* [O que fazer] Pode editar o trecho sobre o Governo Bolsonaro, começando em "Governo que não" e terminando em "que nos sufoca.", trocando "lanterna mágica" por "bússola"?

É verdade que o governo federal não teve sorte. Não foi ele quem criou a pandemia que nos aflige, nem a paralisação da economia, que já vinha de antes. Mas a confusão política, desta ele se pode apropriar: foi coisa inventada pelo próprio presidente e seus fanáticos.
Por certo ela se agrava com a crise econômica e a da saúde pública. Mas o mau gerenciamento das crises e da política é o que caracteriza os vai-e-vens do Governo Bolsonaro. No Congresso e nos Tribunais (apesar de tão mal falados nos comícios pelos adeptos presidenciais) tem havido resistências à inação governamental e a suas investidas contra as instituições.
Comecemos pelo que mais importa, a saúde pública e a de cada um de nós. O governo federal desconsiderou os riscos da situação epidêmica no início, e, depois, passou o bastão às autoridades locais. Compreende-se que sejam estas, mais perto das populações, a gerenciar o dia-a-dia. Mas o papel simbólico é sempre, para o bem e para o mal, de quem exerce a presidência, tenha ou não culpa no cartório. Além disso é o que prescreve a Constituição, no seu art.23, sobre as competências comuns, entre as quais está a de zelar pela saúde pública, como deixou claro o STF em sua decisão a respeito.
Da mesma maneira é inacreditável que em tão pouco tempo o Governo haja substituído dois ministros na pasta da Educação e que o país ainda não saiba quem será o próximo ministro. Os anteriores o pouco que fizeram foi suficiente para darmos graças por se terem afastado. Mas quem virá? E logo numa área crucial para o país.
Governo que não tem rumo nas principais áreas sociais dificilmente encontrará a lanterna mágica para levar-nos a bom porto. Não são apenas pessoas mal escolhidas. É a falta de projetos, de esperança, o que nos sufoca.

* [Registros salvos]
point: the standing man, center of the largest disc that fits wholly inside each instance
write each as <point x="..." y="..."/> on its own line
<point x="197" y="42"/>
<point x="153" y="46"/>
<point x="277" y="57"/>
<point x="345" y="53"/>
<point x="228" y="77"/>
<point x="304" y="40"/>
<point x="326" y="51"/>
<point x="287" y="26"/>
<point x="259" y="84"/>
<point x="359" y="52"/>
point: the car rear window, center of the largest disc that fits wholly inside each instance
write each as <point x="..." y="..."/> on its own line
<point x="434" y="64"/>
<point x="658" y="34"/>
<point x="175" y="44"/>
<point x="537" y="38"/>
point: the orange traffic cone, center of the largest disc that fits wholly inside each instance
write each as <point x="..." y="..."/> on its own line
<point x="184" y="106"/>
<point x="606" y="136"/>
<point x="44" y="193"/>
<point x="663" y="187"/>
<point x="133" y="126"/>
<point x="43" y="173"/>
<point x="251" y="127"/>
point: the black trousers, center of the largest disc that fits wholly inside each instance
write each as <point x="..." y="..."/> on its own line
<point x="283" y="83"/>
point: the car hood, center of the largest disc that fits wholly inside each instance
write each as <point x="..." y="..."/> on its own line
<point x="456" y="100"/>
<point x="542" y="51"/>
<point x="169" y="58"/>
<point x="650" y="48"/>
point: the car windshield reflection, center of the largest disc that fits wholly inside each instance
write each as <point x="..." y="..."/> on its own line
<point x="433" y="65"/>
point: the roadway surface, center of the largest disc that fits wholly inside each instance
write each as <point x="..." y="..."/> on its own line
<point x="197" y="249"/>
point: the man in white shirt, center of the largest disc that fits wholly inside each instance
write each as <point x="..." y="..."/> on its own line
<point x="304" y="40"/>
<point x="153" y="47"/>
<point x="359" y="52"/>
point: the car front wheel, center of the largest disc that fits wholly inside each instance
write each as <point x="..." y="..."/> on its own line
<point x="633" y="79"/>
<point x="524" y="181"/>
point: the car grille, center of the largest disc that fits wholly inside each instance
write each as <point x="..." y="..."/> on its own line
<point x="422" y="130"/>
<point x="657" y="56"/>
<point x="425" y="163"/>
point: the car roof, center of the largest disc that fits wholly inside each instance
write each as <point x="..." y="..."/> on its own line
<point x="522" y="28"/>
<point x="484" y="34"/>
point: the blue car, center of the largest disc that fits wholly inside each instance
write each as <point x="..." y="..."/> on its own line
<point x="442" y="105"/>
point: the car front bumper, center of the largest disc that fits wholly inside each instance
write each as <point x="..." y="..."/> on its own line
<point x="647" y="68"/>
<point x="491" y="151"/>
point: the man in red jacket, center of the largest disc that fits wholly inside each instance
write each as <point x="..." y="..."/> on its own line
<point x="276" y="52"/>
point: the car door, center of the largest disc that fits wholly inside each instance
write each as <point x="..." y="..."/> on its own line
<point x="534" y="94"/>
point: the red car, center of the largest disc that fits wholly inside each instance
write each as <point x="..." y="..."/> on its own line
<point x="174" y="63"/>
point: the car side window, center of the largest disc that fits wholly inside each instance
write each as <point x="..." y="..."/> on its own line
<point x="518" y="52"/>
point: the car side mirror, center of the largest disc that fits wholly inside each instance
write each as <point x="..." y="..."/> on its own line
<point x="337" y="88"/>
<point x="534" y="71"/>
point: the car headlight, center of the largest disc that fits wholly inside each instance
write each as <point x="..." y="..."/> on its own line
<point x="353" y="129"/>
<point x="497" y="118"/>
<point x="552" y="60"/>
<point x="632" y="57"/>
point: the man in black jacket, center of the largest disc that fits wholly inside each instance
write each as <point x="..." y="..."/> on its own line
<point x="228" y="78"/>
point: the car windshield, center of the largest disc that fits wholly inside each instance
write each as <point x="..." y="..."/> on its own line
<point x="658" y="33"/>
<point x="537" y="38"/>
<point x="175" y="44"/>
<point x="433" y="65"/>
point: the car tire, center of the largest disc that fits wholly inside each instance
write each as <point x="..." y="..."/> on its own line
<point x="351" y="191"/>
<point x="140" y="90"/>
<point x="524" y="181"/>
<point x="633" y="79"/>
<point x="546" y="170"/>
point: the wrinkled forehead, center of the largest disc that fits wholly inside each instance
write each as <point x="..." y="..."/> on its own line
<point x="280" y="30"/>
==
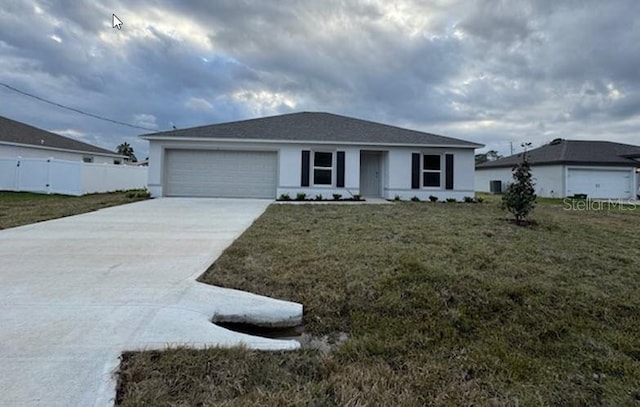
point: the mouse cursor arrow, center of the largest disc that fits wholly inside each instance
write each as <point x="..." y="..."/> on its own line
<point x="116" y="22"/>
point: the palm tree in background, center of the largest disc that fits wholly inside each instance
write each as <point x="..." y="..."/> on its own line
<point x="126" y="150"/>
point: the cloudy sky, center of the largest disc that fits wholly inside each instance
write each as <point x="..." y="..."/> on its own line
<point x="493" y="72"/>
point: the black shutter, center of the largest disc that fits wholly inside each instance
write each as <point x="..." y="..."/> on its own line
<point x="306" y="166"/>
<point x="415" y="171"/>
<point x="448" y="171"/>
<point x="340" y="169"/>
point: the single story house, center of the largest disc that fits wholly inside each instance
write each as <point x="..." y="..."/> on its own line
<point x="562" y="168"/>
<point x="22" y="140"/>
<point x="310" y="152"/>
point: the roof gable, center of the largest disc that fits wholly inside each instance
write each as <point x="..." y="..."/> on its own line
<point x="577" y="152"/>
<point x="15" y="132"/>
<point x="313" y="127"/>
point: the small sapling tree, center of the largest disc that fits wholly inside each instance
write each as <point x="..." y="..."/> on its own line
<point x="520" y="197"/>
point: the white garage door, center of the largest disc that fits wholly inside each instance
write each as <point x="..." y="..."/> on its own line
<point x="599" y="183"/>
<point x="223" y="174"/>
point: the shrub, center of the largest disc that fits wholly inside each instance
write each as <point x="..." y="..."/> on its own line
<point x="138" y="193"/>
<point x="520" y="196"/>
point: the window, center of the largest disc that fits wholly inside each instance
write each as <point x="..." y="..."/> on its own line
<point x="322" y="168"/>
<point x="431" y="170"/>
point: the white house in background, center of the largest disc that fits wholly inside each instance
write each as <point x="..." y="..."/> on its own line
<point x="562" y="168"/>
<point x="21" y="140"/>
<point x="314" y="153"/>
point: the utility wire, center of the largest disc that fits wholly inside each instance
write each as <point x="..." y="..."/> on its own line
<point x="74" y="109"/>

* [Resposta]
Governo que não tem rumo nas principais áreas sociais dificilmente encontrará a bússola para levar-nos a bom porto. Não são apenas pessoas mal escolhidas. É a falta de projetos, de esperança, o que nos sufoca.